**Your objective:**
The entries that follow should be repeated exactly, with no pictures kept.

#####

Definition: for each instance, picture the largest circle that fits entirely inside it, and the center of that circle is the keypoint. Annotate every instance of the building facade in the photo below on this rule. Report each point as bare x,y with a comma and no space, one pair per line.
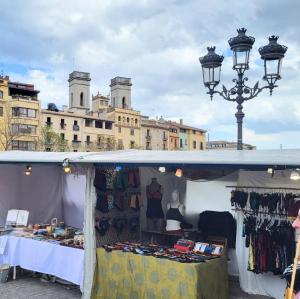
227,145
19,116
77,128
96,124
155,134
127,121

#####

**Written solution:**
Definition: for each instance, picture the largest circle that fits entirely inside it, and the center of that circle is the keypoint. Annotate every instance of the building facade in the photo below on this rule. Report each point as bare x,y with a comma and no space, one pair per line.
227,145
19,116
77,128
96,124
155,134
127,121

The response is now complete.